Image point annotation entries
>> Begin

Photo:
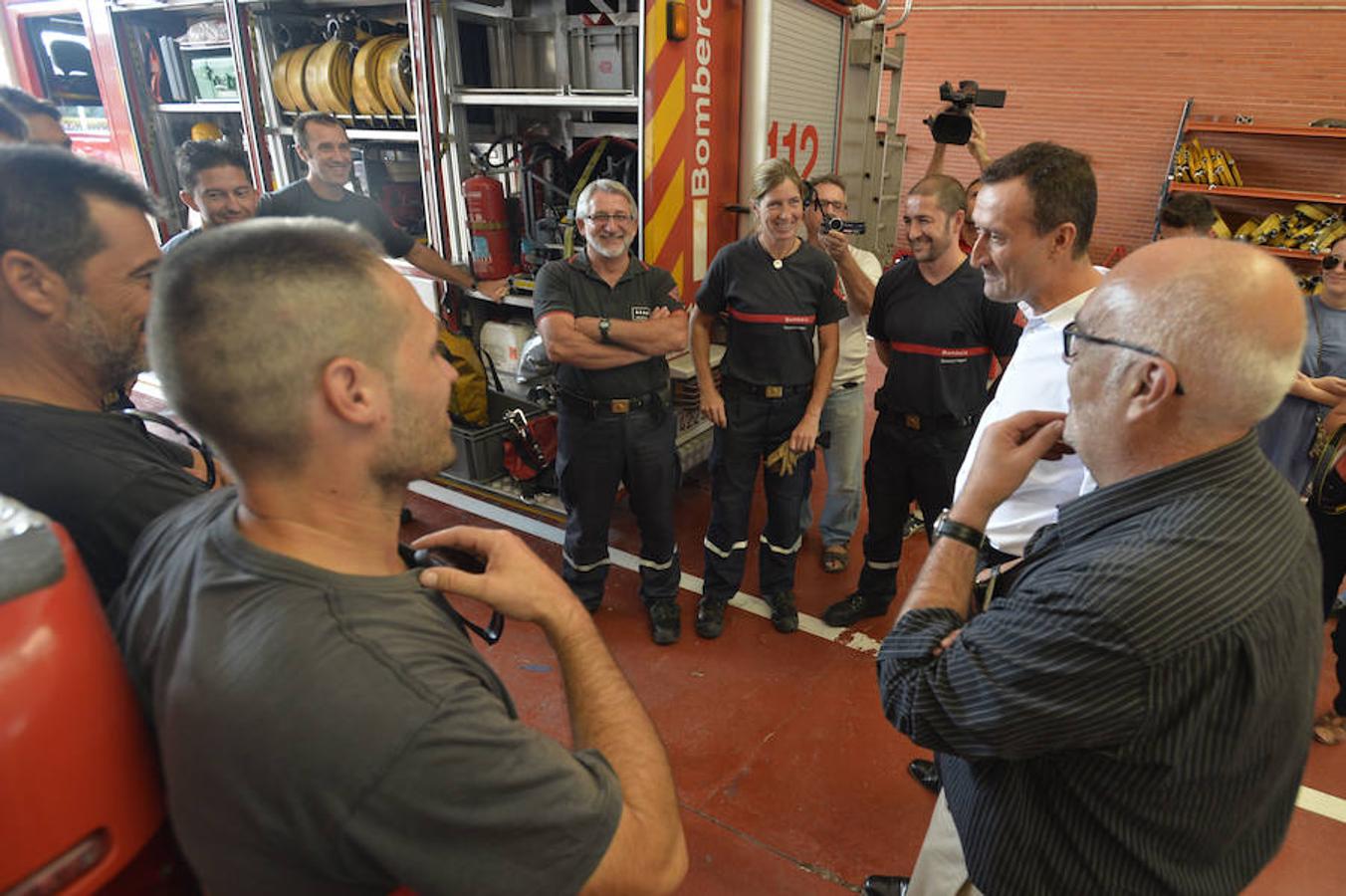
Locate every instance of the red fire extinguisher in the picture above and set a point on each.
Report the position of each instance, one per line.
(488, 221)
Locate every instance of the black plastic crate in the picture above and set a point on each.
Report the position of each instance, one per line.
(481, 452)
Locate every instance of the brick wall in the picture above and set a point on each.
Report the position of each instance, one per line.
(1111, 79)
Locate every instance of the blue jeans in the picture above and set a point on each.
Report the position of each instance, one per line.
(843, 416)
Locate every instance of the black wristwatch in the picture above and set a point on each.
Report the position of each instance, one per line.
(945, 528)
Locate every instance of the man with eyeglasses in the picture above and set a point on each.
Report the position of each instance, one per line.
(607, 321)
(843, 414)
(324, 720)
(215, 183)
(1125, 711)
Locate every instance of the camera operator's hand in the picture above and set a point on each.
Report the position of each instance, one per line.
(836, 244)
(978, 142)
(1007, 452)
(517, 581)
(712, 405)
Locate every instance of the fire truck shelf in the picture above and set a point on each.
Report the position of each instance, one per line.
(358, 133)
(576, 100)
(206, 107)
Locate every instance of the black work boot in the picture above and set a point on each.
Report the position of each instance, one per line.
(784, 615)
(853, 608)
(665, 622)
(710, 616)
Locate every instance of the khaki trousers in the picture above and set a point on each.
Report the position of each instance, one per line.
(941, 869)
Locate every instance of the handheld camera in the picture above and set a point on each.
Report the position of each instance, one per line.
(953, 125)
(841, 225)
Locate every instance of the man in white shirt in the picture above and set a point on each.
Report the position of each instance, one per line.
(843, 414)
(1034, 219)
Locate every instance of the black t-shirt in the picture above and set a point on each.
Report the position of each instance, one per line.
(102, 475)
(299, 201)
(573, 287)
(336, 735)
(179, 238)
(941, 339)
(772, 311)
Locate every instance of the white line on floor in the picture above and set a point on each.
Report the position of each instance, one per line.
(749, 603)
(1320, 803)
(1310, 799)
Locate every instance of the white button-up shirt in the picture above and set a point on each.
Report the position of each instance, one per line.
(1035, 379)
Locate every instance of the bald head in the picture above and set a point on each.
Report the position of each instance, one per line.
(1227, 315)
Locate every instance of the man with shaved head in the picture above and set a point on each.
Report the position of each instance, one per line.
(324, 722)
(1124, 716)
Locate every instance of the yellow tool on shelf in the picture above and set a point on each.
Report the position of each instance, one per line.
(328, 77)
(365, 77)
(294, 75)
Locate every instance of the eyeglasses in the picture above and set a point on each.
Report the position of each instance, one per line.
(620, 218)
(1071, 334)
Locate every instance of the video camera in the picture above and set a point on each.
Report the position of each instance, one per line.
(840, 225)
(953, 125)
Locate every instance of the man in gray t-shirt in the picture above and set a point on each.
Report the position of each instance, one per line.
(324, 722)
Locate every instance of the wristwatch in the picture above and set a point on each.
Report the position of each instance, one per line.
(945, 528)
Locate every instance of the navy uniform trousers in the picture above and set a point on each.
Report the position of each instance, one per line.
(595, 454)
(757, 425)
(905, 464)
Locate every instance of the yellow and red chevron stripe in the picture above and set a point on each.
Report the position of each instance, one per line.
(689, 161)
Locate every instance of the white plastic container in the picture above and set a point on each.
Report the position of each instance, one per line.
(504, 341)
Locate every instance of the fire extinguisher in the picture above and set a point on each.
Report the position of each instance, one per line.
(488, 221)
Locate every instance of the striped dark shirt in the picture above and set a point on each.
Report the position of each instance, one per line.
(1134, 716)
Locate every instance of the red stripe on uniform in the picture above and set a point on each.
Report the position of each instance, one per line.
(781, 319)
(939, 351)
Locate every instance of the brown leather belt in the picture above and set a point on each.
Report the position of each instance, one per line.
(945, 421)
(765, 391)
(612, 406)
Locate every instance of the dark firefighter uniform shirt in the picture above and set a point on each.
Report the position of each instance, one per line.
(772, 311)
(299, 201)
(573, 287)
(941, 340)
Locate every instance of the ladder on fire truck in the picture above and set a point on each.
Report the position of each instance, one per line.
(870, 133)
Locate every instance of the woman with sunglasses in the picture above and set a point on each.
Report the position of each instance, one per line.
(775, 291)
(1288, 435)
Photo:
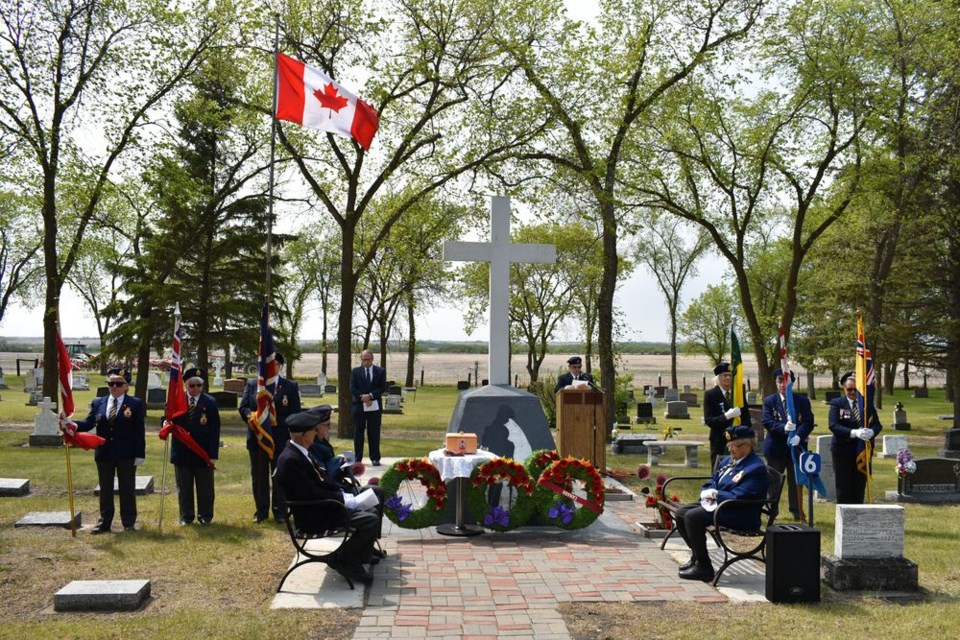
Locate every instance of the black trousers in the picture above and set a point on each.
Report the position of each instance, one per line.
(851, 484)
(692, 522)
(261, 474)
(126, 474)
(366, 422)
(190, 479)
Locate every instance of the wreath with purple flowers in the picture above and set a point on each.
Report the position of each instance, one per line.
(492, 473)
(402, 513)
(558, 505)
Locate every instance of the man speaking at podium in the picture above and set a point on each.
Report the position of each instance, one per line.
(575, 372)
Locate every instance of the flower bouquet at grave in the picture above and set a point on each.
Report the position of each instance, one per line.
(664, 520)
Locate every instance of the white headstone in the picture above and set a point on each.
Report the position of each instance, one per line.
(892, 444)
(500, 253)
(45, 422)
(869, 531)
(826, 469)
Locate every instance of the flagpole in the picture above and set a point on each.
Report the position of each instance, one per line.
(166, 442)
(273, 147)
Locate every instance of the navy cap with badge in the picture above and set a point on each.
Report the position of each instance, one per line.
(119, 373)
(302, 422)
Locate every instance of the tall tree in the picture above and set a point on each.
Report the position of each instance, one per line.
(78, 66)
(671, 256)
(638, 52)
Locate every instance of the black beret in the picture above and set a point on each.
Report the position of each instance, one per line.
(779, 374)
(740, 433)
(323, 413)
(121, 372)
(302, 422)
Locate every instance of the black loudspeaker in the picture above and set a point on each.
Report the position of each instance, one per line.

>> End

• [Task details]
Turn the lines of the material from the line containing "Locate every instance of the white button-up" up to and including the line containing "(1227, 315)" into a numbered list, leaving out any blank lines.

• [Finished answer]
1. Locate every instance of the white button-up shirt in the picture above and set a point on each.
2. Report the position of each instance, one per line.
3. (1035, 379)
4. Locate every instance of the bald head in the picture above and set a point on each.
5. Report the position of each instance, one per line.
6. (1227, 315)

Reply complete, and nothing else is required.